_Task requirements_.
A) According to the XMLAccessor project description, which three classes of its own does the library use as tools?
B) Pick up the XMLAccessor project description after its final sentence and carry it on.

_Text extract_.
● ● ●

Populate Python Classes from XML
Project description
XMLAccessor
This is a tool for loading python classes using XML.
Loading xml to python classes sounds simple to begin with, XML is a nested structure and classes
can be nested.
The issue with directly casting to classes, or generating them, is you get highly nested structures, and cleaning them up afterwards is just as much work as parsing it yourself.
Also if you only want a subsection of the data you end up needing to define a lot of classes just to pull it out.
This library allows you to define the class structure you would like, then load the XML into it using a simple syntax.
It is intended to be used in conjunction with the xml library and its elements, which are also used by the lxml library.
Install
pip install XMLAccessor
Include in file
from XMLAccesor import Accessor, SubAccessor, Transformer
XMLAccessor uses 3 of its own classes as tools, Accessor, SubAccessor and Transformer.
(sidenote, what if they already have an init?)
Let's say you have an XML file that looks like this
<Application>
<Section1>
<Inner Type="test">Text Value</Inner>
<Other>Something</Other>
</Section1>
<Application>
And you wanted to populate a class that looked like this
class Section1
Type: str
InnerText: str
OtherText: str
In order to populate those values, start by adding a LOADER_DICT attribute to the class.
The LOADER_DICT has keys that should match your class attributes, and the values are list of Accessors, followed by any Transformers. That looks like this
(explanation of those accessors is coming imminently)
LOADER_DICT = {
'Type' : [Accessor(tag='Section1'), Accessor(tag='Inner', attribute='Type')],
'InnerText': [Accessor(tag='Section1'), Accessor(tag='Inner')],
'Other' : [Accessor(tag='Section1'), Accessor(tag='Other')]
}
So your resulting class looks like this
class Section1
Type: str
InnerText: str
OtherText: str
LOADER_DICT = {
'Type' : [Accessor(tag='Section1'), Accessor(tag='Inner', attribute='Type')],
'InnerText': [Accessor(tag='Section1'), Accessor(tag='Inner')],
'Other' : [Accessor(tag='Section1'), Accessor(tag='Other')]
}
Here the loader_dict is specifying how to access the values we'll store in each attribute of the dataclass.
It does this through a chain of Accessors.
Accessor
Each Accessor is a class with 3 optional attributes
tag: str
attribute: str
subs: list[SubAccessor]
tag attribute
Specifying a tag means it will find the first element with that tag. If you end your Accessor list with an Accessor that has only its .tag attribute populated, the text found within that tag is returned as a value.
As seen above, the Accessors all look inside the 'Section1' element, then keep looking, in the case of InnerText and Other, the next Accessor only has a tag, so the values inside these tags are returned.

● ● ●

_Record excerpts_.
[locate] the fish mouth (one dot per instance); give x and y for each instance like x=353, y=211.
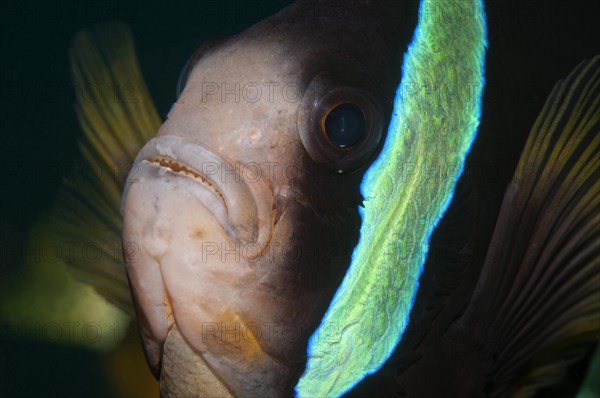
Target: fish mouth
x=243, y=208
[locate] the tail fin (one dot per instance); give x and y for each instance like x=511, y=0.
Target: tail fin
x=536, y=307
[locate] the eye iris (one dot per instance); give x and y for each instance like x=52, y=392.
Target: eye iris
x=345, y=125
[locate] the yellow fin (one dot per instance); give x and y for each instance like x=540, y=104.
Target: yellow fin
x=117, y=116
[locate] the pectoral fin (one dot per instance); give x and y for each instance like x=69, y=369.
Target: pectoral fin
x=117, y=116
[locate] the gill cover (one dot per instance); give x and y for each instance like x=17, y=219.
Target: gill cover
x=407, y=190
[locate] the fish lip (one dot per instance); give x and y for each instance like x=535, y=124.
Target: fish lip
x=192, y=160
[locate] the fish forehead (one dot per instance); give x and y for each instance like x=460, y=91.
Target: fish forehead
x=242, y=97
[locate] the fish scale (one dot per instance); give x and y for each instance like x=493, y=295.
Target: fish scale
x=403, y=210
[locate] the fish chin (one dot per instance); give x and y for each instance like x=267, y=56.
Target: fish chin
x=184, y=226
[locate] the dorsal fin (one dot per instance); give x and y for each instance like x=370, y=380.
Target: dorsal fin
x=535, y=310
x=117, y=116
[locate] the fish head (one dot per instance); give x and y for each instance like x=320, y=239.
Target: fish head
x=240, y=216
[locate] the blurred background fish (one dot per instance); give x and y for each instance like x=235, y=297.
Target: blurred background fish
x=59, y=337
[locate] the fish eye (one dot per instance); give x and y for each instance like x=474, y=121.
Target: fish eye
x=340, y=125
x=345, y=125
x=193, y=60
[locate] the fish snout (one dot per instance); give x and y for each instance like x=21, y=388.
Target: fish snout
x=193, y=222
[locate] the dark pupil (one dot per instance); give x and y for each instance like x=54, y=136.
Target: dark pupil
x=345, y=125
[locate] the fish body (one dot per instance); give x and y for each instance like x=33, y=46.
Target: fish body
x=244, y=211
x=241, y=216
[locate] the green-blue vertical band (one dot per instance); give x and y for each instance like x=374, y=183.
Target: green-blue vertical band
x=407, y=190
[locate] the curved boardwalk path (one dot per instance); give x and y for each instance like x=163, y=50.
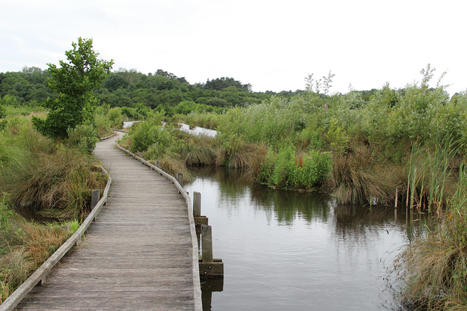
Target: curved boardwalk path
x=138, y=255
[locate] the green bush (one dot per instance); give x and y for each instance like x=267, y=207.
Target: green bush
x=115, y=117
x=150, y=134
x=286, y=170
x=84, y=137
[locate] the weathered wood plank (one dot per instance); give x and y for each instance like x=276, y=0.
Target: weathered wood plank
x=139, y=254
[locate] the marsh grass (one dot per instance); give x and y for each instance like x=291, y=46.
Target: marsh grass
x=434, y=268
x=45, y=180
x=24, y=245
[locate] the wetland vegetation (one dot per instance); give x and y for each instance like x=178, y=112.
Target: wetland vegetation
x=378, y=147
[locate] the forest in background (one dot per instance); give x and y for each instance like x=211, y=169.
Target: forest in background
x=364, y=147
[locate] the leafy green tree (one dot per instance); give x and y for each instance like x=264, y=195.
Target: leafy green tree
x=2, y=112
x=74, y=81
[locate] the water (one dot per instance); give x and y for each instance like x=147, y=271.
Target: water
x=292, y=251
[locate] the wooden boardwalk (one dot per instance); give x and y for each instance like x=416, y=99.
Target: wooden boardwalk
x=138, y=255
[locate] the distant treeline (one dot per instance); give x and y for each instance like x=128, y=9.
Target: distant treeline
x=161, y=90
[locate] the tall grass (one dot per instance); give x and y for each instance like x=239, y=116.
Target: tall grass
x=43, y=184
x=24, y=246
x=45, y=179
x=434, y=268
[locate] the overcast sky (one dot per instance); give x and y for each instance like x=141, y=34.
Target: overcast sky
x=270, y=44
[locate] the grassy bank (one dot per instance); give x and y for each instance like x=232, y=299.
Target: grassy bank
x=434, y=268
x=377, y=147
x=357, y=146
x=45, y=190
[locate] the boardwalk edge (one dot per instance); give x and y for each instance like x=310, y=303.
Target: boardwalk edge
x=194, y=240
x=41, y=273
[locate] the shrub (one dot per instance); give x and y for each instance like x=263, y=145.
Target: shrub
x=45, y=180
x=83, y=137
x=115, y=117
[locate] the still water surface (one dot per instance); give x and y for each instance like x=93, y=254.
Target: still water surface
x=293, y=251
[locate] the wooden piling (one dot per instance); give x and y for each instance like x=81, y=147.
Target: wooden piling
x=396, y=197
x=196, y=204
x=180, y=178
x=206, y=236
x=209, y=267
x=95, y=197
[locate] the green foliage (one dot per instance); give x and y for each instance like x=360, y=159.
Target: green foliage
x=83, y=137
x=150, y=135
x=74, y=82
x=435, y=267
x=44, y=179
x=116, y=118
x=286, y=170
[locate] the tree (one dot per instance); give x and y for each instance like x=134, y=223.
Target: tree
x=74, y=81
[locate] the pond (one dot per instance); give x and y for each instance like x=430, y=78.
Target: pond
x=296, y=251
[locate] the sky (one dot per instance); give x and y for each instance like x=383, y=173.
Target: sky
x=273, y=45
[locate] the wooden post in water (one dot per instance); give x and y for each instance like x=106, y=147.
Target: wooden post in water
x=396, y=197
x=95, y=197
x=208, y=266
x=196, y=204
x=180, y=179
x=206, y=235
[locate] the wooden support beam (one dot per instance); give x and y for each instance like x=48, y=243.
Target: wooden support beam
x=95, y=194
x=213, y=269
x=396, y=197
x=180, y=179
x=206, y=243
x=196, y=204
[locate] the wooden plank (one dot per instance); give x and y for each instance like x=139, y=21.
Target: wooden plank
x=141, y=253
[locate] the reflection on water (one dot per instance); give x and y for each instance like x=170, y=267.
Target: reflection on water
x=297, y=251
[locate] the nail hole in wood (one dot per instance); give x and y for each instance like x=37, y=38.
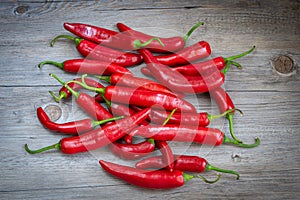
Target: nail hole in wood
x=284, y=64
x=54, y=112
x=20, y=10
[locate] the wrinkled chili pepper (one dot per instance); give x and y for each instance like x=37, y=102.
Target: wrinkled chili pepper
x=186, y=55
x=96, y=138
x=64, y=93
x=133, y=151
x=87, y=102
x=86, y=66
x=108, y=37
x=155, y=179
x=171, y=44
x=74, y=127
x=135, y=82
x=194, y=119
x=225, y=103
x=184, y=163
x=206, y=67
x=175, y=81
x=185, y=133
x=142, y=97
x=99, y=52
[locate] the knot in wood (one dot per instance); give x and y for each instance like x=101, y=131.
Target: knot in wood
x=284, y=64
x=20, y=10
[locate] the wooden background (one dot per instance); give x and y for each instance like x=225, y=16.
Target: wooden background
x=269, y=100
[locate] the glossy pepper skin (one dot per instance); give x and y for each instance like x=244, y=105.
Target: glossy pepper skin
x=94, y=51
x=86, y=66
x=158, y=179
x=64, y=93
x=103, y=136
x=136, y=82
x=172, y=44
x=176, y=82
x=105, y=36
x=181, y=133
x=132, y=151
x=96, y=138
x=186, y=55
x=146, y=98
x=181, y=162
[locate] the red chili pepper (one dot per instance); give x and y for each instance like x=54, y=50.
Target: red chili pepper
x=185, y=133
x=133, y=151
x=186, y=55
x=64, y=93
x=167, y=153
x=142, y=97
x=206, y=67
x=86, y=66
x=108, y=37
x=225, y=103
x=157, y=179
x=171, y=44
x=194, y=119
x=96, y=138
x=135, y=82
x=184, y=163
x=99, y=52
x=175, y=81
x=74, y=127
x=87, y=102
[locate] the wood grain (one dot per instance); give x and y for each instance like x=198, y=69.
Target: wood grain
x=269, y=100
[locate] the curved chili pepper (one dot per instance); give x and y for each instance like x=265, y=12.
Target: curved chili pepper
x=225, y=103
x=185, y=133
x=194, y=119
x=175, y=81
x=186, y=55
x=142, y=97
x=87, y=102
x=157, y=179
x=86, y=66
x=74, y=127
x=135, y=82
x=96, y=138
x=206, y=67
x=133, y=151
x=108, y=37
x=64, y=93
x=99, y=52
x=170, y=44
x=184, y=163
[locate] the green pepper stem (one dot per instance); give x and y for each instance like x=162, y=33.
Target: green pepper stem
x=212, y=117
x=188, y=34
x=74, y=93
x=210, y=167
x=138, y=44
x=54, y=146
x=188, y=177
x=57, y=64
x=75, y=39
x=56, y=98
x=234, y=142
x=230, y=120
x=103, y=78
x=230, y=59
x=96, y=123
x=169, y=117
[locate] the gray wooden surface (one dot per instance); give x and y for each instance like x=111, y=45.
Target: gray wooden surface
x=269, y=100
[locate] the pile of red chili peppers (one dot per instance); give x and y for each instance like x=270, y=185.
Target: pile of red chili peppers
x=151, y=110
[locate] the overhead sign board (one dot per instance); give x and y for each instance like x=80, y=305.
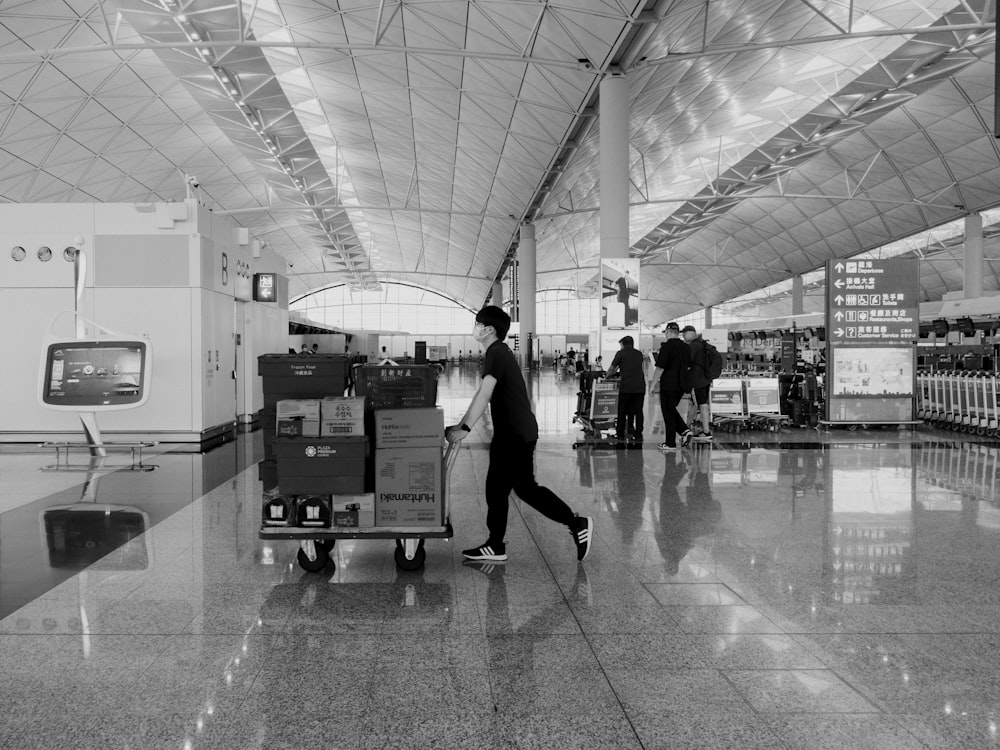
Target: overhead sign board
x=872, y=302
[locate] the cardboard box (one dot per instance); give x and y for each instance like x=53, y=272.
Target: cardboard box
x=408, y=488
x=297, y=418
x=332, y=465
x=354, y=511
x=409, y=428
x=342, y=416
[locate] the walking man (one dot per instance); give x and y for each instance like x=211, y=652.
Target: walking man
x=512, y=450
x=700, y=381
x=631, y=391
x=672, y=364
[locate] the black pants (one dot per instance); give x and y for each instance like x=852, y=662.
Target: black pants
x=673, y=422
x=630, y=414
x=512, y=467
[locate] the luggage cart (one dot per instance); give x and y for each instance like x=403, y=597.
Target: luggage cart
x=596, y=411
x=728, y=404
x=315, y=544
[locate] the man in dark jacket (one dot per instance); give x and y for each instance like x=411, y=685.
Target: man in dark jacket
x=631, y=390
x=699, y=381
x=672, y=365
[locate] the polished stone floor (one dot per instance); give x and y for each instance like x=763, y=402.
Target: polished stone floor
x=771, y=590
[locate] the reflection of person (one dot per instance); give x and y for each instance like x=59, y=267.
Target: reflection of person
x=631, y=493
x=512, y=450
x=672, y=365
x=631, y=391
x=673, y=535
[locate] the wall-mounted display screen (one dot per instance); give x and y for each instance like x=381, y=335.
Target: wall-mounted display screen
x=872, y=371
x=265, y=287
x=97, y=375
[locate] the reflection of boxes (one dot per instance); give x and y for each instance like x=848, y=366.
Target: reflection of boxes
x=408, y=488
x=312, y=511
x=321, y=465
x=342, y=416
x=278, y=510
x=409, y=428
x=354, y=510
x=297, y=417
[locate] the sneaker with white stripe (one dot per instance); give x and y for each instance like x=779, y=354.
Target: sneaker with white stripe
x=495, y=552
x=583, y=534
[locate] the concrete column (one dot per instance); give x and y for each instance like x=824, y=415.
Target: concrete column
x=526, y=249
x=973, y=265
x=797, y=296
x=614, y=138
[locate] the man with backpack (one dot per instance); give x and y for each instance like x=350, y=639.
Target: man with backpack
x=706, y=366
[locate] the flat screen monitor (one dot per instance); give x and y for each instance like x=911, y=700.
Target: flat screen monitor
x=102, y=375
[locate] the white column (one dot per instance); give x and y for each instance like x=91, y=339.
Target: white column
x=526, y=249
x=973, y=265
x=614, y=139
x=797, y=296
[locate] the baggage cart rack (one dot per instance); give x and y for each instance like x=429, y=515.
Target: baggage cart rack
x=316, y=544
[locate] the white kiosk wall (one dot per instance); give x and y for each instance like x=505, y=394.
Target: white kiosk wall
x=156, y=271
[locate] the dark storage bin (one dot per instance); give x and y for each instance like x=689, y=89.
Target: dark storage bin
x=302, y=375
x=393, y=387
x=313, y=511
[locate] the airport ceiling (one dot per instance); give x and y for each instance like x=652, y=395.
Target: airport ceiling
x=406, y=140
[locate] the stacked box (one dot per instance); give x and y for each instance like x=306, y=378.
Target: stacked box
x=321, y=465
x=408, y=489
x=354, y=511
x=342, y=416
x=297, y=418
x=409, y=428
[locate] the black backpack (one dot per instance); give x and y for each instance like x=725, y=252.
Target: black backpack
x=714, y=362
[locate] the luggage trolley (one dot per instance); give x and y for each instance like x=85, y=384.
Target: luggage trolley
x=316, y=543
x=596, y=410
x=728, y=404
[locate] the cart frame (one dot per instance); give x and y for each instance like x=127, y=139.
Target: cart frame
x=315, y=544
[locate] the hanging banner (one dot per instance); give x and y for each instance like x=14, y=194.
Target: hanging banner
x=619, y=303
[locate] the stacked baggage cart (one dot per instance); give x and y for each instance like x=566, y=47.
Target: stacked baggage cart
x=352, y=467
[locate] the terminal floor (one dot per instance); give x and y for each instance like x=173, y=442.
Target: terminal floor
x=772, y=590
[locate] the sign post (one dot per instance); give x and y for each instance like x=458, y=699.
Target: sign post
x=872, y=314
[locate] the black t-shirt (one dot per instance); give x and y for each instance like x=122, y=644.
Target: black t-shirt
x=629, y=362
x=509, y=404
x=674, y=359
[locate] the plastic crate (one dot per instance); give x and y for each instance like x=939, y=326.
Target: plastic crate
x=396, y=387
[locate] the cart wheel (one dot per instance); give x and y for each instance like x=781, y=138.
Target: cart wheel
x=418, y=556
x=314, y=566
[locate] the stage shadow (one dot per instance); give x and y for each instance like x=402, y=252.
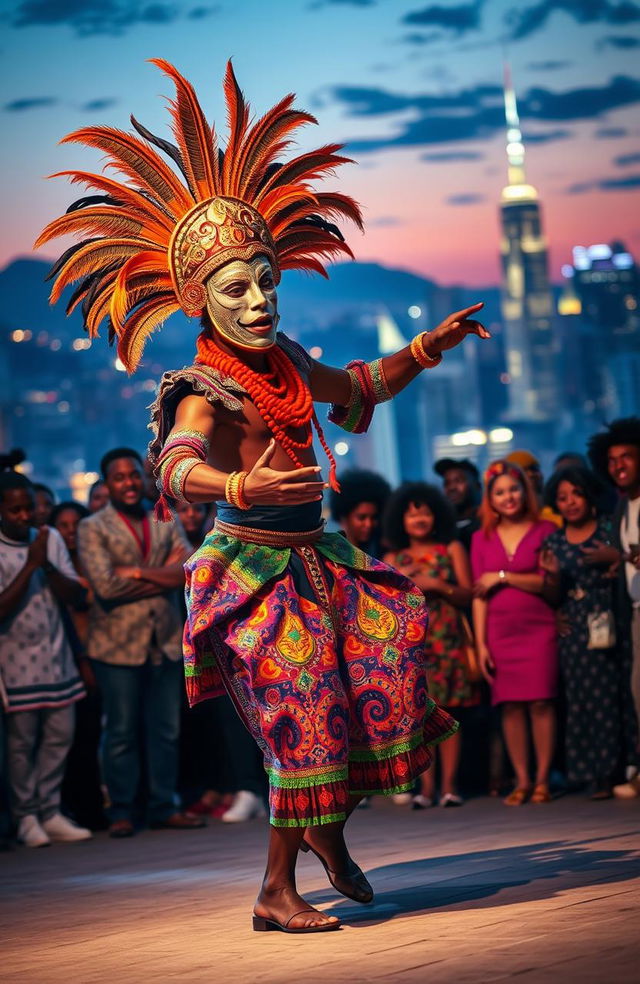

● ● ●

_Responses per task_.
A) Accessor, SubAccessor and Transformer.

B)
attribute attribute
At the end of your accessors you can specify an attribute of an element to retrieve.
As you can't nest any further elements inside the attribute we take this as the end of the chain.
In the above example, the second Accessor under the 'Type' key, gets the attribute inside the Inner tag.
Subs
These are for loading classes within classes, they're explained in SubAccessors, but these docs make more sense in order.
load_class_from_element
This is the function you'll need to call to populate the class. Once you have a class with a LOADER_DICT, and an xml string or file loaded into an ET.Element, run:
resulting_class = XMLAccessor.load_class_from_element({resulting class}, {xml element})
The syntax is:
def load_class_from_element(cast_class: any, element: ET.Element)
(ET is an alias for xml.etree.ElementTree, these are interchangable for the lxml library elements.)
SubAccessors
XML often re-uses elements, so you might want to replicate that in your class structure.
Say we have XML like this
<Family>
<Person>
<Age>50</Age>
<Name>
<FirstName>First</FirstName>
<MiddleName>Middle</MiddleName>
<LastName>Last</LastName>
<Name>
</Person>
<Cat>
<Colour>Orange</Colour>
<Name>
<FirstName>Moofie</FirstName>
<MiddleName>The</MiddleName>
<LastName>Cat</LastName>
</Name>
</Family>
You'd probably want to define your classes so that Person and Cat don't have all the name fields, but they have a .Name attribute to store a Name instance.
You might make your class structure like this.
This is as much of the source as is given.